# Source passage
This means that, in another two or three years, when Bey is old enough to get her first mobile phone, at precisely the moment that she begins to awaken to her intense cognitive capabilities as social animal, those abilities will have been so comprehensively rewritten and transformed by the new software of sociability that she will find herself suddenly both intensely empowered and, most likely, entirely overwhelmed.

Bey will be among the first children who become socially aware within a world where the definition, rules and operating principles of the social universe have utterly changed. That transformation will not be complete, by any means, but it will be far enough along that the basic features and outlines of 21st century social civilization will be present.

This is the only social world that she will ever know. For her, social connections will not end with the classroom and the home. Social connectivity is already edging toward a state where everyone is directly connected to everyone else, all six point eight billion of us, a world where each of us can directly forge a relationship with everyone else. Bey will not know any of the boundaries we consider natural and solid, the boundaries of the classroom, the suburb, the family, or the nation: under the pressure of this intense hyperconnectivity, all of those boundaries dissolve, or are blown over. Only connect. Connection is all that matters. The social instinct, hyperempowered and taken to an entirely new level by hyperconnectivity, is rewriting the rules of culture.

This world looks utterly alien to us, yet it is already here. Author William Gibson says, “The future is already here, it’s just not evenly distributed.” We have moments of hyperconnectivity – as in the thirty-six hours after the Sichuan earthquake, when text messaging and other tools for hyperconnectivity spontaneously created a Human Network, sharing news of the tragedy and working to locate missing people. Such moments are becoming more frequent, gradually merging into a continuum.

But what about Bey? What lessons can we offer her? She will learn everything she can from everyone, everywhere. She will span the planet for best practices in sociability, because she can, and because she must. She will outpace us in every way, because the simultaneous emergence of the Human Network and her own social capabilities makes her potent in ways we can’t wholly predict. Her powers will be greater, but that also means that her crash will be more spectacular – apocalyptic, really – when she tries something, and fails.

We do know this: just as Furby created a new ontological class of being, a nether zone between animate and inanimate which children instinctively recognized and embraced, Bey will be living a new ontology of sociability, connection and relationship. These girls, just on the verge of becoming young women, will lead the way into this new world. They will be the first masters of the Human Network.

# What to produce
Copy out the passage about Bey between "This means that, in" and "likely, entirely overwhelmed.", inclusive.

Saved data entries:
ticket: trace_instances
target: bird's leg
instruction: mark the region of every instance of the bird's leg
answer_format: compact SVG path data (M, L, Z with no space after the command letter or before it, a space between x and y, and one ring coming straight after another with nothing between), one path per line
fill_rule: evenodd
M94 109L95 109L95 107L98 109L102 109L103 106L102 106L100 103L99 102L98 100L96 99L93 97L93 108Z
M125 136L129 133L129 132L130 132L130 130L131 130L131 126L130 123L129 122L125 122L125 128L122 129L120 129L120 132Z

# Answer section
This means that, in another two or three years, when Bey is old enough to get her first mobile phone, at precisely the moment that she begins to awaken to her intense cognitive capabilities as social animal, those abilities will have been so comprehensively rewritten and transformed by the new software of sociability that she will find herself suddenly both intensely empowered and, most likely, entirely overwhelmed.